What the task asks –
State how many lines in the items below contain the string "motorboat". Reply with the number alone.

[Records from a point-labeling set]
• • •
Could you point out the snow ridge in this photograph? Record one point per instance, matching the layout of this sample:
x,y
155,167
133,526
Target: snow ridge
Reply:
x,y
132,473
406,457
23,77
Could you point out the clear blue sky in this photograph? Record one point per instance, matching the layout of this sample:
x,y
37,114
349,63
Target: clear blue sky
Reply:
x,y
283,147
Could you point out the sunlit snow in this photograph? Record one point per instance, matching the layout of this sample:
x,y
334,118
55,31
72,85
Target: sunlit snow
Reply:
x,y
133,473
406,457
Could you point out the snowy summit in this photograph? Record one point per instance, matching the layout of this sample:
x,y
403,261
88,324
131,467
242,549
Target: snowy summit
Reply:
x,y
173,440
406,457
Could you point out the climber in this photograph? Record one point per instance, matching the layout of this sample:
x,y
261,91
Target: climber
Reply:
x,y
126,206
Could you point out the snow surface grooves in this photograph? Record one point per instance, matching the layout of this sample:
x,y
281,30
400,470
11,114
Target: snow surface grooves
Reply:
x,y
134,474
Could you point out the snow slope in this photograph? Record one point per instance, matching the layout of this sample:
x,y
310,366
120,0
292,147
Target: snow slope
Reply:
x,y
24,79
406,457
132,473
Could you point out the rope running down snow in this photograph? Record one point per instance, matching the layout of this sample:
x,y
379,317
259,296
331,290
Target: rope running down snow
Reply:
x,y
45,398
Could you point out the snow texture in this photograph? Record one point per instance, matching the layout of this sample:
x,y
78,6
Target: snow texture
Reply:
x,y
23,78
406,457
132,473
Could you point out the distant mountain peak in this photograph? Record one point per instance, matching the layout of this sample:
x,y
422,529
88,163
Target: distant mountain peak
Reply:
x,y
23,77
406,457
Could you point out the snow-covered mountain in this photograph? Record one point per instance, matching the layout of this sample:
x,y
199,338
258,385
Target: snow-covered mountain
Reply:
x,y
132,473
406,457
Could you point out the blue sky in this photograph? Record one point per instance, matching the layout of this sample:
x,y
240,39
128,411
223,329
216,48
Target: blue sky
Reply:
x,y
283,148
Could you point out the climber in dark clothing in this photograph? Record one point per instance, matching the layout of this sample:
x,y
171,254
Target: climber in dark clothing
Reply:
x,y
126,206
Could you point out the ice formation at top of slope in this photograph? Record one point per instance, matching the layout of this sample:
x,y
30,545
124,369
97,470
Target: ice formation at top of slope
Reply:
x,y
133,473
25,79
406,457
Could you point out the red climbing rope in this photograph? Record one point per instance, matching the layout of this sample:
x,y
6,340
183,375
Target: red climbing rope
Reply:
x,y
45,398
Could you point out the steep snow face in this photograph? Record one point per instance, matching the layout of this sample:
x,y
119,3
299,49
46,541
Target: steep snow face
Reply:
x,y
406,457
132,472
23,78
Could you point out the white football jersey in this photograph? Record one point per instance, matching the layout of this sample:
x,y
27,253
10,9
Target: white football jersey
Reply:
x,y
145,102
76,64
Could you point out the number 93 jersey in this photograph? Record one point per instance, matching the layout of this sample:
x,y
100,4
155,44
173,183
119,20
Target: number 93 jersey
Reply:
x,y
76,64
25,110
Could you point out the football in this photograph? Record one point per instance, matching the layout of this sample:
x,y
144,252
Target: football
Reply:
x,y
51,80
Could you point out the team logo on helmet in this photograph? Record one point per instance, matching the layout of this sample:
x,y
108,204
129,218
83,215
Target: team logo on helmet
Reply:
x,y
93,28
• • •
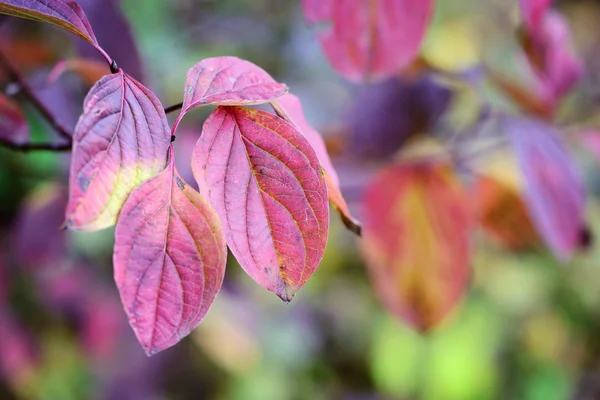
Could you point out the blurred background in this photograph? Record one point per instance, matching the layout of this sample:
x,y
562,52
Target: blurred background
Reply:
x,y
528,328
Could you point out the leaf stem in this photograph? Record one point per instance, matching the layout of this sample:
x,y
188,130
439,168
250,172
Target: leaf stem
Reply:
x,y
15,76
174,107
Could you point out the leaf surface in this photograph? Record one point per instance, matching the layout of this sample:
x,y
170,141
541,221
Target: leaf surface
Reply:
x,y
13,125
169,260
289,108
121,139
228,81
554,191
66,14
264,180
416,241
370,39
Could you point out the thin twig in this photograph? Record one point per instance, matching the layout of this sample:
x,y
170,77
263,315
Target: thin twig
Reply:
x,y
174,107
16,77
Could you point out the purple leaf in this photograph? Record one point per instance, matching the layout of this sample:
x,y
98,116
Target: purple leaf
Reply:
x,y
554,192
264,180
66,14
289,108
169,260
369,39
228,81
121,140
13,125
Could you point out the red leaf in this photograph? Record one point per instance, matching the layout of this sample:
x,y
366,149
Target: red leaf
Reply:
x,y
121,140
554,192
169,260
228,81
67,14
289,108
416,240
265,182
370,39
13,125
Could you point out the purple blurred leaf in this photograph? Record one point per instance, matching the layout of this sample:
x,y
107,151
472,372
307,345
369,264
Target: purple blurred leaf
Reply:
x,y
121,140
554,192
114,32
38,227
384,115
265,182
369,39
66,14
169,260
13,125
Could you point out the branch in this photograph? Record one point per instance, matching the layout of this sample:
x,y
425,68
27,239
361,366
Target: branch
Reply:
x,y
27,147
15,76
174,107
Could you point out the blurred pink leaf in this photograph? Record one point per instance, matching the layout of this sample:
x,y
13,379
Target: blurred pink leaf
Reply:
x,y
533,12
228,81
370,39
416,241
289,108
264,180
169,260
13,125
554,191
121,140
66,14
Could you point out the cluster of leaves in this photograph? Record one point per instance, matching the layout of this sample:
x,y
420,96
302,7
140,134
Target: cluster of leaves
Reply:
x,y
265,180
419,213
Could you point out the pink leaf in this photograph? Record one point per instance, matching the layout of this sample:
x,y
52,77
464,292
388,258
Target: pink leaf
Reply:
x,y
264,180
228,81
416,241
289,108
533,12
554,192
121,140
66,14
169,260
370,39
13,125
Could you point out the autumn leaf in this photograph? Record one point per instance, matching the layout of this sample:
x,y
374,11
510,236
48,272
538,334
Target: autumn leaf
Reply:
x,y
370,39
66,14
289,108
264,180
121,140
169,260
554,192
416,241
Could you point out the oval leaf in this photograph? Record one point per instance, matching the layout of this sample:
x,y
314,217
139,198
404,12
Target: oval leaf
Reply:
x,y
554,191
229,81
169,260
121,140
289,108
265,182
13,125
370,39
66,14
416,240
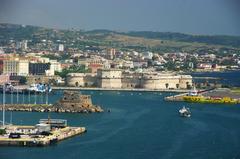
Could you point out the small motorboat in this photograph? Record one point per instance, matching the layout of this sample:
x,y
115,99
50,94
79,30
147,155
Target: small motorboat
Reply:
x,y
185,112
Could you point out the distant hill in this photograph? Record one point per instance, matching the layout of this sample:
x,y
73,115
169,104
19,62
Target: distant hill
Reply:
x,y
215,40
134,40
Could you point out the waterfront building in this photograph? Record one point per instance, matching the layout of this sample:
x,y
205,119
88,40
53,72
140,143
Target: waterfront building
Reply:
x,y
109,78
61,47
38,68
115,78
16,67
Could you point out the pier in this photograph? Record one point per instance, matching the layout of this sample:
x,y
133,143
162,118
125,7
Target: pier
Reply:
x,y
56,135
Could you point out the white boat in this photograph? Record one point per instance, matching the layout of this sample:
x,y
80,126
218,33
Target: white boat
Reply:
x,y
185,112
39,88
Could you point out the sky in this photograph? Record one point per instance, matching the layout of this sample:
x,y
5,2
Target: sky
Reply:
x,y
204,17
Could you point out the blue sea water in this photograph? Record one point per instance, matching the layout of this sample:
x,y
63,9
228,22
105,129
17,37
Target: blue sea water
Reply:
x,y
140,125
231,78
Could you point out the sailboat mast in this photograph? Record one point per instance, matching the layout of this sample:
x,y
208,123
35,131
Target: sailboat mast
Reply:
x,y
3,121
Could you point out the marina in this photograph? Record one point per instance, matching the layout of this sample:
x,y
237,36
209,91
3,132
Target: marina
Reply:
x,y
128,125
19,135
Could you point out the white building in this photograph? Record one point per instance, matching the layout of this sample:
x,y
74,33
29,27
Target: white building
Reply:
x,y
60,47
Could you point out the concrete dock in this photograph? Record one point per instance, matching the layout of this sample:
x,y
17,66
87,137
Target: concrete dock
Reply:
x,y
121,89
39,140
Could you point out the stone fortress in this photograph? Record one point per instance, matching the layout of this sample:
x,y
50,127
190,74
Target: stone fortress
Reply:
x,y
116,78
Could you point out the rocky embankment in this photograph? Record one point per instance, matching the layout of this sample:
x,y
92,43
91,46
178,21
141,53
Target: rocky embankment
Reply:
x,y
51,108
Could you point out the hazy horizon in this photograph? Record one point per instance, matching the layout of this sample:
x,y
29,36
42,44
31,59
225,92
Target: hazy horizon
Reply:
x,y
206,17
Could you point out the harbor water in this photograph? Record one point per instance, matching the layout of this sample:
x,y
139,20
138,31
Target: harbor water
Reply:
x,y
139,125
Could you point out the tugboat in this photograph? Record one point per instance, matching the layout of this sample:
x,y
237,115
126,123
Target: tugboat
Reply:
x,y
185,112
• • •
Output of the exercise –
2